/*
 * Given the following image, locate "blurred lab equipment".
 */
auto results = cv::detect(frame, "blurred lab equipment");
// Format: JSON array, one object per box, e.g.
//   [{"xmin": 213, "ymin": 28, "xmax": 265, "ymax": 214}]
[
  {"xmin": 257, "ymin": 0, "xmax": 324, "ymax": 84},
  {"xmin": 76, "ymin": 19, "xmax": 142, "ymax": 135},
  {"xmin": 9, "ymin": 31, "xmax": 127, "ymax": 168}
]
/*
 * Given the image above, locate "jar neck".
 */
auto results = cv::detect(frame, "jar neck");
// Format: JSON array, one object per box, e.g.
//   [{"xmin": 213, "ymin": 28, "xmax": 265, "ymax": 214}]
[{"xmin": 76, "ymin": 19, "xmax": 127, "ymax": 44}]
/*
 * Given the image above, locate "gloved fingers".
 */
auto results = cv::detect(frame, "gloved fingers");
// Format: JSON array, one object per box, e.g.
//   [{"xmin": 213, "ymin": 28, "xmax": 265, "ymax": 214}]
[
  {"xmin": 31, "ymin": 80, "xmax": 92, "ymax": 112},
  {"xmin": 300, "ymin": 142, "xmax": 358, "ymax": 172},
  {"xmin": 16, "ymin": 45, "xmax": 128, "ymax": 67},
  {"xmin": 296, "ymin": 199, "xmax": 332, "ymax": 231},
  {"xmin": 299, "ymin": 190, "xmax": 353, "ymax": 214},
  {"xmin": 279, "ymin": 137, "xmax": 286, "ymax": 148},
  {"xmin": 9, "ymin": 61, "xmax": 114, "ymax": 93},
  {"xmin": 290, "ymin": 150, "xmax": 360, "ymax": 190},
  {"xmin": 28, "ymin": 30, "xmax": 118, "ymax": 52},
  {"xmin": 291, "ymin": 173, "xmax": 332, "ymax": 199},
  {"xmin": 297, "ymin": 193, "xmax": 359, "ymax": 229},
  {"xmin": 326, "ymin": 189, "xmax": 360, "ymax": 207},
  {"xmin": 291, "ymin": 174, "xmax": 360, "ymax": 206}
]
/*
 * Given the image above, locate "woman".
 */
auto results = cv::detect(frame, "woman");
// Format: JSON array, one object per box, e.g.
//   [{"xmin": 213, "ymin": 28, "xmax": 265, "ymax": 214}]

##########

**DIRECTIVE:** Copy every line of the data above that contains the word "fingers". Case counts.

**SOLUTION TO THIS PROBLEM:**
 * Given the image above, locate "gloved fingers".
auto results = cv::detect(frame, "gloved fingers");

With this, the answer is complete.